● Given task 1
From the passage on top manufacturing workplaces, return the text from "For instance, in" up to and including "much faster growth.".

● Selected excerpt

━━━━━━━━━━━━━━━━━━━━━━━━━━━━━━

The report cites dramatic changes in industrial production and “a new employment deal defined by high levels of trust” that are prompting companies to “retool their relationships with employees as they compete for a shrinking pool of skilled workers,” says the report’s release.

The top manufacturing and production workplace for 2016 is Houston-based energy company Hilcorp. Electronics manufacturer Tactical Electronics, headquartered in Broken Arrow, Okla., ranks second on the list of 15 firms, followed by orthopedic surgical supply manufacturer Arthrex Inc., based in Naples, Fla.

As Michael Bush, CEO of Great Place to Work, puts it, the leading manufacturing and production companies “know the game has changed.”

“The best workplaces in the industry know they can’t just churn out their products with warm bodies,” he says. “They need to focus on attracting and retaining top talent by putting people first, in a high-trust culture. That’s how they are winning in the market.”

The list is based entirely on anonymous employee feedback from more than 34,900 randomly selected employees from companies in this sector. The winners do seem to defy outdated perceptions of working in factories and manufacturing plans.

For instance, in terms of job security, 92 percent of employees at companies on the list say their leaders would lay people off only as a last resort. That’s even better than the response from people at companies on the broader ranking of the Fortune 100 Best Companies to Work For list, which includes organizations in healthcare and technology that are experiencing much faster growth.

And forget about the stereotype of fat-cat executives in conflict with poorly paid assembly line grunts. An average 82 percent of employees at the best manufacturing and production workplaces say they receive a fair share of profits. Hilcorp, for example, gave out $100,000 bonus checks to all employees last year after it met five-year goals.

In fact, here’s the official rundown from the report of some of the neat things gong on at top-winner Hilcorp.:

  • Buy-In Incentive Plan: This unique long-term incentive program provides all full-time employees with the opportunity to build personal wealth over time by allowing them to participate in Hilcorp projects and, as the projects start generating positive cash flow, the employee begins to share in the return.
  • Bonus Program: Every employee’s annual bonus is aligned with company goals — “When Hilcorp Wins, We all Win” — and bonus payout percentages are the same for all full-time employees. Hilcorp’s bonus stretch goal is 60 percent and, during the past five years, employees have received an average of 36 percent of their base salary.

━━━━━━━━━━━━━━━━━━━━━━━━━━━━━━

Source records:
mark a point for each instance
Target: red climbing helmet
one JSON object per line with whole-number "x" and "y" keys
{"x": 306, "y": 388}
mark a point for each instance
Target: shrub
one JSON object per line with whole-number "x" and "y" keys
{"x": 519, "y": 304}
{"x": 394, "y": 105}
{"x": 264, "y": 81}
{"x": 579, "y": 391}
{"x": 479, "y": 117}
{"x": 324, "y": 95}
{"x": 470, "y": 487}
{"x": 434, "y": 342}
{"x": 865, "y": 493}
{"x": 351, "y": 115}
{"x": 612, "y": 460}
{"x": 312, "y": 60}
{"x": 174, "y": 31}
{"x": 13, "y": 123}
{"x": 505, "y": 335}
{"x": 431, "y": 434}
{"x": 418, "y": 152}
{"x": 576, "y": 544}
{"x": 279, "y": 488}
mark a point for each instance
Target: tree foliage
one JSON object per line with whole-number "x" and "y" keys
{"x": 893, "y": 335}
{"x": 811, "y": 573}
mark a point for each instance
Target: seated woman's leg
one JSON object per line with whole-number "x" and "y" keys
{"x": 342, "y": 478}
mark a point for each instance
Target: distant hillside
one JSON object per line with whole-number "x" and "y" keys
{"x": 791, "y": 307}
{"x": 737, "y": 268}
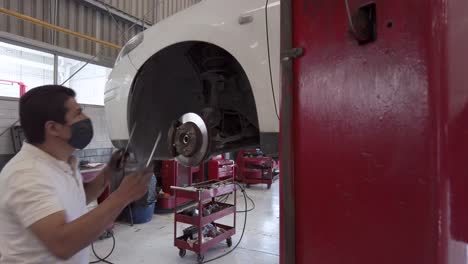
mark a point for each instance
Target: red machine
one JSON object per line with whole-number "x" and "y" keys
{"x": 220, "y": 168}
{"x": 22, "y": 86}
{"x": 254, "y": 167}
{"x": 175, "y": 174}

━━━━━━━━━━━━━━━━━━━━━━━━━━━━━━

● Given task 2
Collect every line in the rows that contains the string "Target", matching case exactly.

● Written response 1
For instance, in terms of job security, 92 percent of employees at companies on the list say their leaders would lay people off only as a last resort. That’s even better than the response from people at companies on the broader ranking of the Fortune 100 Best Companies to Work For list, which includes organizations in healthcare and technology that are experiencing much faster growth.

● Written response 2
Target: red climbing helmet
Target: shrub
Target: tree foliage
Target: seated woman's leg
Target: distant hillside
Target: red machine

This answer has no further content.